> [Extracted material]
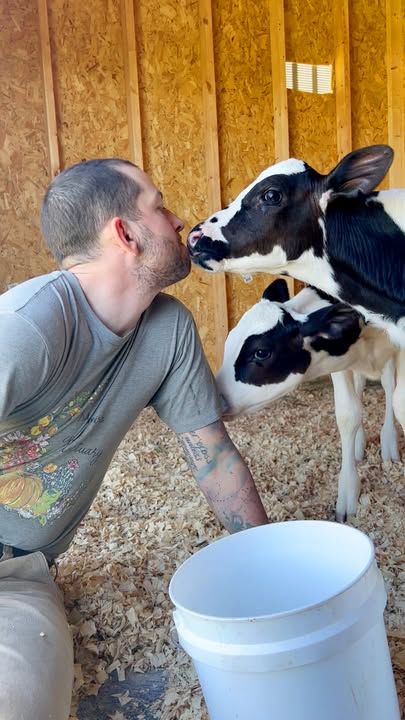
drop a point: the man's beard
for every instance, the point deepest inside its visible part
(176, 269)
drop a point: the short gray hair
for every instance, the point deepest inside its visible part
(80, 201)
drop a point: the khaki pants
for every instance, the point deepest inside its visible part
(36, 650)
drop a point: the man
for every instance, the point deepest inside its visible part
(82, 351)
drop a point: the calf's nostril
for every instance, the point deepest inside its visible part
(194, 237)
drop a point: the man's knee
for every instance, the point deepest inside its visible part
(36, 649)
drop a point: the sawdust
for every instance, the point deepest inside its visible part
(149, 517)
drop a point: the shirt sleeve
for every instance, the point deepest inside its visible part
(187, 399)
(24, 362)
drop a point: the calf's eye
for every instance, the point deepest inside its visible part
(261, 354)
(272, 197)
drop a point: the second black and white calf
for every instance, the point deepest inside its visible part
(278, 344)
(331, 231)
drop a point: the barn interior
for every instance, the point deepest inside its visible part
(196, 94)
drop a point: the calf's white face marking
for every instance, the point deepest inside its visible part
(213, 229)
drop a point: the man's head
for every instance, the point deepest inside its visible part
(109, 204)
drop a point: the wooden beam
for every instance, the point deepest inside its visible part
(342, 76)
(49, 95)
(280, 107)
(131, 82)
(395, 89)
(280, 103)
(218, 282)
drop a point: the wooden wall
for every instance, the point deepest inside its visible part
(194, 93)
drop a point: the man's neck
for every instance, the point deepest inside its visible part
(116, 299)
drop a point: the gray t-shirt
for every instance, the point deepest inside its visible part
(70, 389)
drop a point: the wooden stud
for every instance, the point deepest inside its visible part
(395, 88)
(280, 107)
(280, 104)
(218, 282)
(131, 82)
(342, 75)
(49, 95)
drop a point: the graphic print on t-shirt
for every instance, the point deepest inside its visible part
(33, 483)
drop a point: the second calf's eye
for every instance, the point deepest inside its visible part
(262, 354)
(272, 197)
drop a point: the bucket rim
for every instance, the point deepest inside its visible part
(283, 613)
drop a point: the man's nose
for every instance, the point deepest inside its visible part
(177, 223)
(194, 236)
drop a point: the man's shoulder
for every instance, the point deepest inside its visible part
(21, 295)
(169, 307)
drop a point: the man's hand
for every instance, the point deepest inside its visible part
(223, 477)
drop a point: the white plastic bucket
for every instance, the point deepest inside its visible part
(285, 622)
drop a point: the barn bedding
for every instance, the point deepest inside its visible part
(149, 517)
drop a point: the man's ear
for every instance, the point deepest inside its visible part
(125, 236)
(360, 171)
(277, 291)
(332, 325)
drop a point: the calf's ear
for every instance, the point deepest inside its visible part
(277, 291)
(335, 322)
(360, 171)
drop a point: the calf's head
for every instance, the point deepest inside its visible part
(270, 351)
(280, 215)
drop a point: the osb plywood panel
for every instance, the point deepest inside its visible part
(245, 115)
(86, 46)
(171, 100)
(23, 154)
(312, 118)
(367, 20)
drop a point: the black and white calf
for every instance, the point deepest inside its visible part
(279, 344)
(331, 231)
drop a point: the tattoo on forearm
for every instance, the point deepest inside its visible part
(200, 458)
(235, 522)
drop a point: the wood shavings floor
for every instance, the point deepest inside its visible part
(149, 517)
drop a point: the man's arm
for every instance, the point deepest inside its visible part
(223, 477)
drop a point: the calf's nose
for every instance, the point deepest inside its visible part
(194, 236)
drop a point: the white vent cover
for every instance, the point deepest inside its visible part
(309, 78)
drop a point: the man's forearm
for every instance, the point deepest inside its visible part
(224, 478)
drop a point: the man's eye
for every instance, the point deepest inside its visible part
(272, 197)
(261, 354)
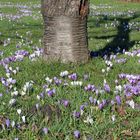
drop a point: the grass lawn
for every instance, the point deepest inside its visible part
(55, 101)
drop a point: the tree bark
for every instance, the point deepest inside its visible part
(65, 33)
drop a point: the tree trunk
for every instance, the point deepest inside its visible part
(65, 35)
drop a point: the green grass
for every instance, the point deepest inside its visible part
(99, 38)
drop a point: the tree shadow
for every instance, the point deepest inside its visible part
(121, 41)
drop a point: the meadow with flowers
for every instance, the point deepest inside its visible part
(55, 101)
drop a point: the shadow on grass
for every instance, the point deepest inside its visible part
(121, 41)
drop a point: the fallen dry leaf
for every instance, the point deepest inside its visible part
(127, 132)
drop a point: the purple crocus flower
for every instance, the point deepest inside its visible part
(76, 134)
(66, 103)
(118, 99)
(73, 76)
(45, 130)
(76, 114)
(91, 100)
(51, 92)
(7, 122)
(1, 94)
(101, 105)
(107, 88)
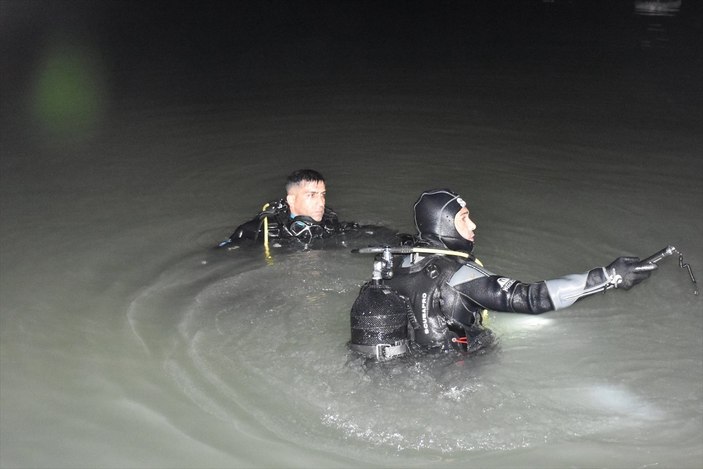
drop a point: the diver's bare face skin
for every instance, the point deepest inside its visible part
(464, 225)
(307, 199)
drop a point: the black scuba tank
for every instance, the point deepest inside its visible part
(379, 322)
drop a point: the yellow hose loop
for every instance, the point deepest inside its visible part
(267, 252)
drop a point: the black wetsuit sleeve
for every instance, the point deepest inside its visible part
(507, 295)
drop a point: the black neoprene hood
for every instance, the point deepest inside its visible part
(434, 219)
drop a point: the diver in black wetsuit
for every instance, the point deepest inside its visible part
(446, 292)
(301, 215)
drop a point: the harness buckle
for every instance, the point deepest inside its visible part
(381, 351)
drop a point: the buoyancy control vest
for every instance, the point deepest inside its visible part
(440, 318)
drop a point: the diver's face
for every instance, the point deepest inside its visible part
(464, 225)
(307, 199)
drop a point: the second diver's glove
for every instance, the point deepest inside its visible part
(626, 272)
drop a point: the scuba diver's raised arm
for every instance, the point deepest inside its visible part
(504, 294)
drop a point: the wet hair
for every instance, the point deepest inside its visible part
(301, 175)
(434, 219)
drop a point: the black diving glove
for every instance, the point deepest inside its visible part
(626, 272)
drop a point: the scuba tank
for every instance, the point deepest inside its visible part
(379, 316)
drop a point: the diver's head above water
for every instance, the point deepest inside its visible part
(441, 217)
(306, 194)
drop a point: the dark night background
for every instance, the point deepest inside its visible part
(260, 42)
(136, 135)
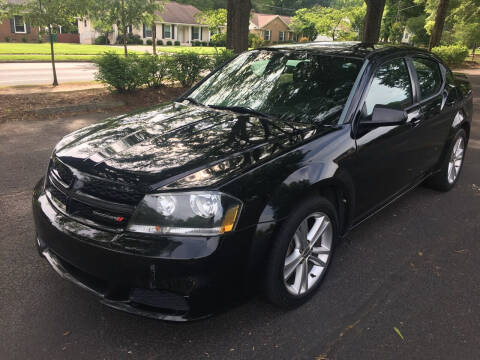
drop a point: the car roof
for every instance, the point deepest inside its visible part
(350, 49)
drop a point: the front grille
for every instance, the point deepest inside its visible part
(103, 217)
(101, 202)
(119, 193)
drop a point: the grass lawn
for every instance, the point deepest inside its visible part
(202, 50)
(60, 49)
(29, 57)
(79, 52)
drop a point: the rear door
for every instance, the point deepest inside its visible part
(387, 162)
(437, 105)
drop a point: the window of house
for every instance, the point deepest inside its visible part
(266, 35)
(20, 26)
(428, 75)
(195, 33)
(391, 87)
(148, 31)
(167, 31)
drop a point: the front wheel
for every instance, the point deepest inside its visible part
(301, 253)
(450, 170)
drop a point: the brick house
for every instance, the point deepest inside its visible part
(177, 23)
(272, 28)
(15, 29)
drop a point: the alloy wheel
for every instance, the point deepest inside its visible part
(456, 160)
(308, 253)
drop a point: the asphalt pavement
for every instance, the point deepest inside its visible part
(404, 285)
(41, 73)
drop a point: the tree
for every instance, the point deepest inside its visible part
(396, 32)
(437, 30)
(416, 26)
(214, 19)
(124, 13)
(103, 27)
(238, 19)
(156, 7)
(50, 15)
(372, 21)
(303, 24)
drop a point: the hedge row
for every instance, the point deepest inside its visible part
(452, 55)
(128, 73)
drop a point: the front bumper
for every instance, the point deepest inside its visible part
(167, 278)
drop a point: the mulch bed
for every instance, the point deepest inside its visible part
(54, 105)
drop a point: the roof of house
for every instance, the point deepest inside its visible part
(260, 20)
(176, 13)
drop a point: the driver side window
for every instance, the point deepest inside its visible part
(391, 87)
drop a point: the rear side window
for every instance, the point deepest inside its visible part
(391, 87)
(429, 76)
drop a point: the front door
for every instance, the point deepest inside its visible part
(387, 162)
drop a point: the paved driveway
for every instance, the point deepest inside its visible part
(41, 73)
(415, 266)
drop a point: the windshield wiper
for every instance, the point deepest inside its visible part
(241, 109)
(193, 101)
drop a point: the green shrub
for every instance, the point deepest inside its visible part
(155, 68)
(102, 40)
(452, 54)
(186, 67)
(254, 41)
(219, 39)
(222, 57)
(119, 72)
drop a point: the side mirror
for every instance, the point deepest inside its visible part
(385, 116)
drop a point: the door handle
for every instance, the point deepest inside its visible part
(415, 118)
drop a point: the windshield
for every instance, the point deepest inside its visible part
(301, 86)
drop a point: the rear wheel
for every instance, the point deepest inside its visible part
(450, 170)
(302, 253)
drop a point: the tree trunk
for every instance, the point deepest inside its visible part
(154, 38)
(125, 40)
(124, 27)
(52, 53)
(439, 23)
(373, 21)
(238, 20)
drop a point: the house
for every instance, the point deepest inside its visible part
(15, 29)
(272, 28)
(177, 22)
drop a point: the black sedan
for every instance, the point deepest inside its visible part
(249, 179)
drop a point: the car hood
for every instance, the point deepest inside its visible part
(183, 145)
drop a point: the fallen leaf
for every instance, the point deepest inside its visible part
(398, 333)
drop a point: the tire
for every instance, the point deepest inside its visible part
(447, 177)
(291, 286)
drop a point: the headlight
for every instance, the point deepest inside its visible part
(205, 213)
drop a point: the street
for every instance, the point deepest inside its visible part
(41, 73)
(403, 285)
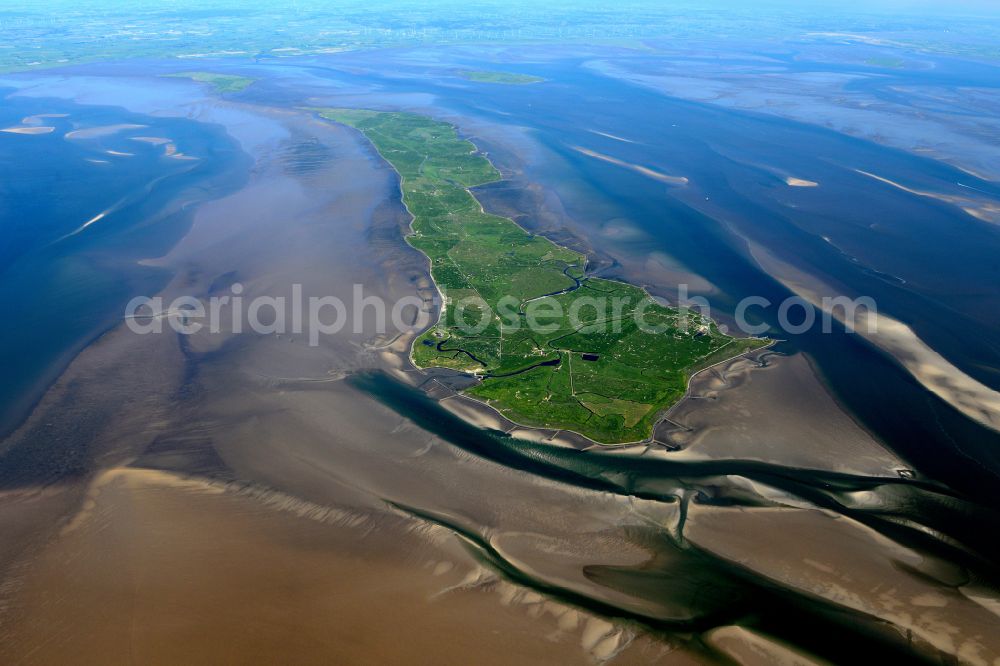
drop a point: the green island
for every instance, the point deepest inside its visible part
(222, 83)
(508, 78)
(554, 347)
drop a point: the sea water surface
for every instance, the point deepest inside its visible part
(925, 261)
(86, 194)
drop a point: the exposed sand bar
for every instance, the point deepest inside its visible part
(799, 182)
(853, 566)
(104, 130)
(645, 171)
(28, 130)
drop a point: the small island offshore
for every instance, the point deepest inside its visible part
(554, 346)
(507, 78)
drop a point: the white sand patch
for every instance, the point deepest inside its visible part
(28, 130)
(103, 130)
(612, 136)
(799, 182)
(155, 140)
(39, 119)
(985, 211)
(645, 171)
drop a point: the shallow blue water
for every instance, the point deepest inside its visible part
(925, 262)
(66, 271)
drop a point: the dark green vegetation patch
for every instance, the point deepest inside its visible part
(222, 83)
(508, 78)
(609, 376)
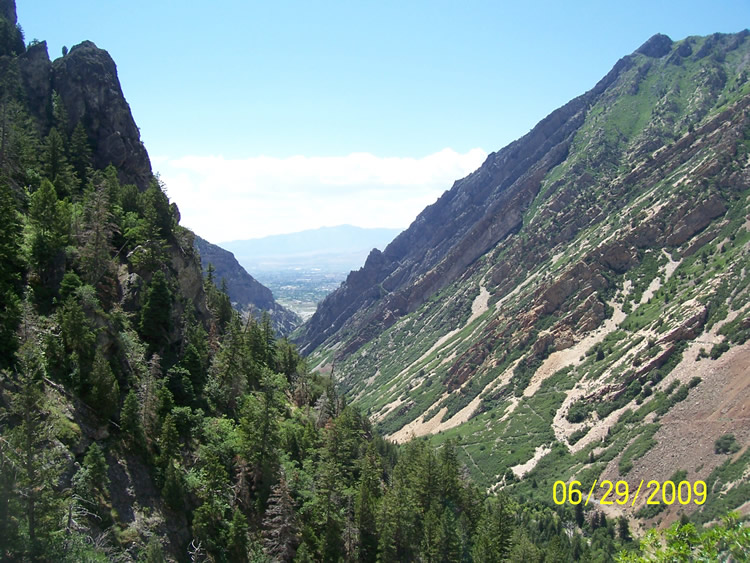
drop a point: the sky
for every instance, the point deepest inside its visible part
(273, 117)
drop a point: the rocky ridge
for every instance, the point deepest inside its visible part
(246, 293)
(549, 310)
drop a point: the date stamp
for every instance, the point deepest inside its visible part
(656, 492)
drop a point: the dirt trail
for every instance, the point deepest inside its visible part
(571, 356)
(420, 427)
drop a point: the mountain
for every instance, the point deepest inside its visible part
(340, 248)
(246, 293)
(577, 307)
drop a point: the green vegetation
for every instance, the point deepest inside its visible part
(726, 444)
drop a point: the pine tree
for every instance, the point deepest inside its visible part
(97, 236)
(130, 420)
(50, 221)
(156, 315)
(237, 543)
(280, 525)
(494, 531)
(11, 268)
(367, 502)
(105, 391)
(80, 155)
(34, 454)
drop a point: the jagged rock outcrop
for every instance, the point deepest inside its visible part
(468, 220)
(36, 78)
(86, 80)
(8, 11)
(245, 292)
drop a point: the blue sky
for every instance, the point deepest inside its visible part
(273, 117)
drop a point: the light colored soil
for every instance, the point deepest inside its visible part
(523, 468)
(720, 404)
(571, 356)
(420, 427)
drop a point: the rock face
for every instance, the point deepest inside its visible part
(8, 11)
(468, 220)
(36, 77)
(86, 80)
(246, 293)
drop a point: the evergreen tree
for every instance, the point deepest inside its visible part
(130, 420)
(79, 344)
(367, 504)
(494, 531)
(11, 268)
(280, 524)
(50, 221)
(105, 391)
(80, 155)
(96, 238)
(34, 454)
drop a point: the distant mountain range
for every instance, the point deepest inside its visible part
(579, 306)
(245, 292)
(340, 248)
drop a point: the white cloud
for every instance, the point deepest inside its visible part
(223, 199)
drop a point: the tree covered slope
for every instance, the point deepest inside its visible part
(577, 308)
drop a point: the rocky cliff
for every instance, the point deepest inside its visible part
(86, 80)
(577, 307)
(246, 293)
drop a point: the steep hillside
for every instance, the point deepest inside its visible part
(336, 249)
(578, 306)
(247, 294)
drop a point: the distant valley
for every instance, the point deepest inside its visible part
(302, 268)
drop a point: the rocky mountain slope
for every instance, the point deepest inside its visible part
(246, 293)
(577, 308)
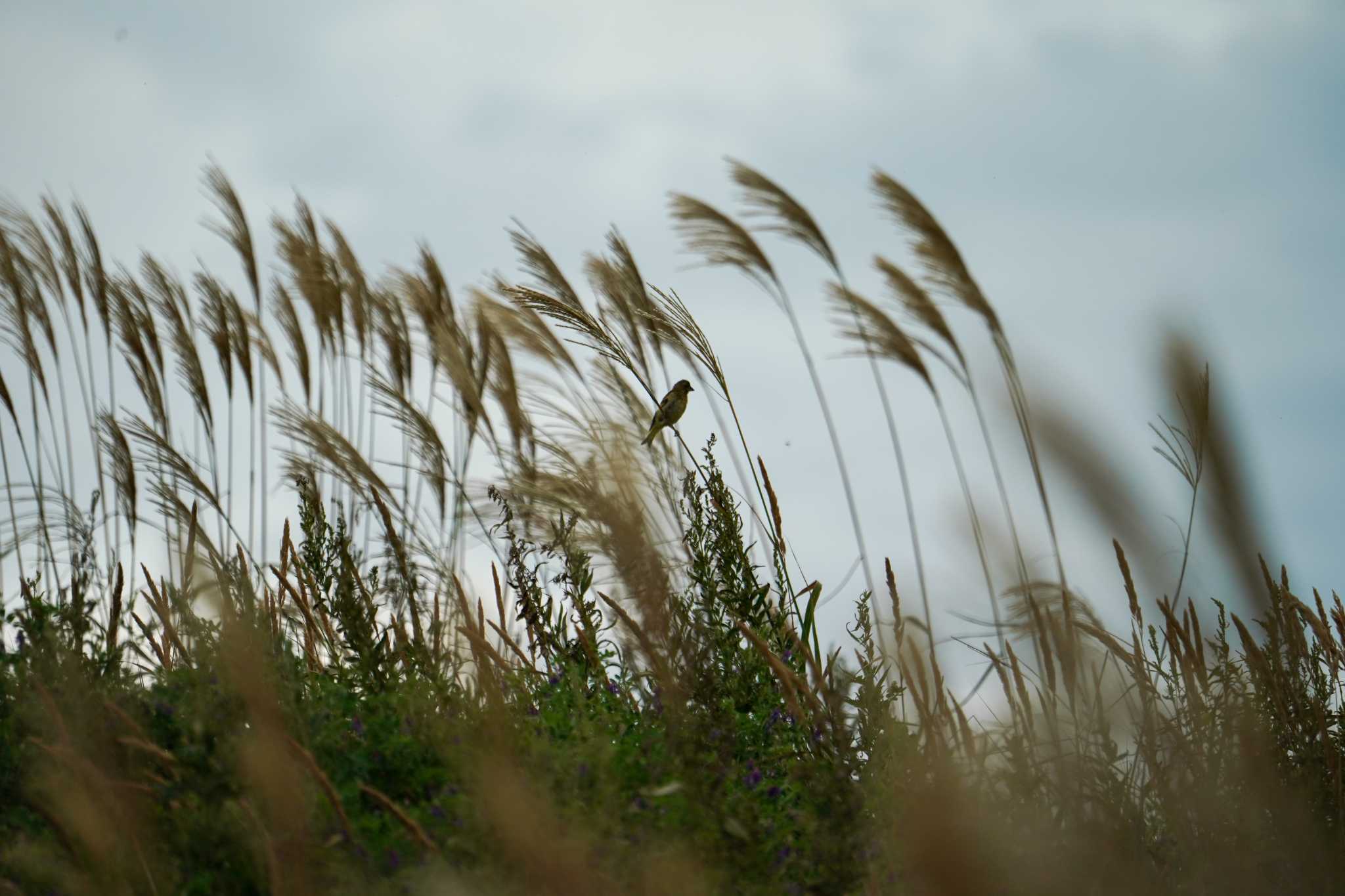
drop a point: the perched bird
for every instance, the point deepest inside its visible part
(670, 410)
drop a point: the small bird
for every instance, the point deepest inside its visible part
(670, 410)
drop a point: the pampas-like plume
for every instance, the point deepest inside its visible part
(233, 228)
(322, 442)
(215, 316)
(526, 328)
(790, 219)
(283, 307)
(944, 267)
(880, 336)
(721, 241)
(931, 244)
(540, 264)
(123, 467)
(881, 333)
(158, 450)
(170, 300)
(420, 430)
(917, 303)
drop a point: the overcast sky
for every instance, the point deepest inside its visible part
(1105, 168)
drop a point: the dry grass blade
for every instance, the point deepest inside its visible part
(935, 249)
(720, 240)
(876, 333)
(790, 219)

> [Your task] Take the line containing "drop a point: the distant mountain range" through the last line of the material and retype exactly those lines, both ends included, with no pictures.

> [Final answer]
drop a point: the distant mountain range
for every instance, the point deepest inside its visible part
(579, 306)
(245, 292)
(340, 248)
drop a point: the white cloud
for every instance, the point deepest inside its visible part
(223, 199)
drop a point: the tree covered slope
for every instance, the point deepest inside its visible part
(577, 308)
drop a point: the rocky cliff
for every instance, the point deepest inside its visible part
(86, 80)
(577, 307)
(246, 293)
drop a point: the steep hillside
for every instance, the point deepest inside its visible part
(336, 249)
(578, 306)
(247, 294)
drop a point: the distant valley
for every instance, the point deepest inside its visible part
(302, 268)
drop a point: the rocky mountain slope
for every instance, the point deepest inside its visible part
(246, 293)
(577, 308)
drop a point: the perched bird
for every instance, the point deepest inside its visible part
(670, 410)
drop a point: the small bird
for every instance, the point deepest inside its visible part
(670, 410)
drop a point: the pampas-like plume
for every instance, the point deepest inside its visible part
(233, 228)
(322, 442)
(215, 316)
(526, 328)
(790, 219)
(283, 307)
(944, 267)
(880, 336)
(721, 241)
(931, 244)
(540, 264)
(123, 467)
(881, 333)
(158, 450)
(170, 300)
(420, 430)
(917, 303)
drop a point: the overcast sky
for every instance, the point deepest inside its visible part
(1105, 168)
drop a point: the dry grass blade
for every instance, the point deepest inside its visible part
(935, 249)
(720, 240)
(876, 333)
(790, 219)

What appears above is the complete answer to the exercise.